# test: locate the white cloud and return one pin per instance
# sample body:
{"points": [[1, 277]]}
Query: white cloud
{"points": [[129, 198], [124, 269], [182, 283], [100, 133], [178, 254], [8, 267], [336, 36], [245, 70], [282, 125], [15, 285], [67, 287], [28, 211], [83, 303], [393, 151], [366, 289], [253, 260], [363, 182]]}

════════

» What you should do:
Nothing but an exact reproduction of the entries is wanted.

» Answer to the problem:
# test: locate the white cloud and return one pin per instance
# sample body:
{"points": [[1, 277]]}
Query: white cloud
{"points": [[129, 198], [124, 269], [182, 283], [100, 133], [178, 254], [8, 267], [336, 36], [245, 70], [282, 125], [15, 285], [67, 287], [28, 211], [83, 303], [393, 151], [366, 289], [253, 260], [363, 182]]}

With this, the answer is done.